• [ACTIONS TO TAKE]:
1) List each of the images of China that the passage on photography in China says the publications simultaneously depict.
2) According to the passage on photography in China, in what year was the People's Republic of China founded?
3) Transcribe the passage on photography in China, starting with "Advancements in graphic" and going on through "and international audiences.".

• [SOURCE TEXT]:
· · ·

Advancements in graphic printing during the twenties and thirties provided Chinese photographers with an important new venue in the newly booming world of offset-printed books, magazines, and newspapers. The rush to modernize in major Chinese cities was not only reflected in the eager adoption of black-and-white and hand-colored reproductions, but was also influenced by images widely distributed as albums, curios, and personal mementos for both domestic and international audiences.
The publications created about China and by Chinese photographers in the first half of the twentieth century narrate the often-contradictory images of China being created during this transitional time. They simultaneously depict a quaint, exotic people; a hostile, contested territory to be vanquished; and an evolving nation intent on determining its future for itself. They offer a record of foreign interests as they struggled to establish a toehold in the “Far East,” as well as insight into the evolution of an emerging Chinese artistic community which saw photography as a means of merging modern technologies with traditional aesthetics. Most critically, this time marks the evolution of photography in China from hobby to mainstay of the burgeoning mass media, laying the foundation for what was to become a major tool in the shaping of political identity—and of propaganda, with the founding of the People’s Republic of China in 1949. —Raymond Lum
Manchuria and the Sino-Japanese War (1931–1947)

· · ·

• [RECORDED DATA]:
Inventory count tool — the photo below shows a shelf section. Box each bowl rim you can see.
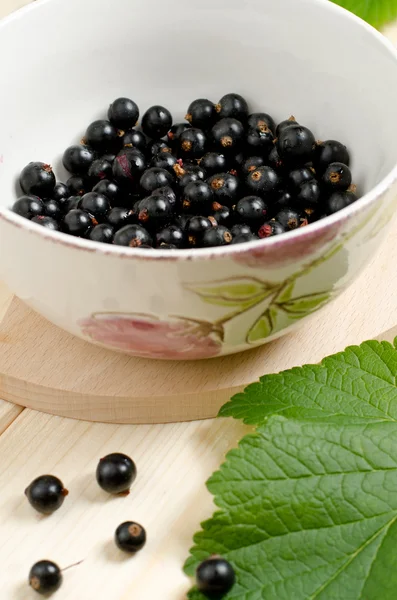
[0,0,397,262]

· · ·

• [EXPECTED ANSWERS]:
1)
- a quaint, exotic people
- a hostile, contested territory to be vanquished
- an evolving nation intent on determining its future for itself

2) 1949

3)
Advancements in graphic printing during the twenties and thirties provided Chinese photographers with an important new venue in the newly booming world of offset-printed books, magazines, and newspapers. The rush to modernize in major Chinese cities was not only reflected in the eager adoption of black-and-white and hand-colored reproductions, but was also influenced by images widely distributed as albums, curios, and personal mementos for both domestic and international audiences.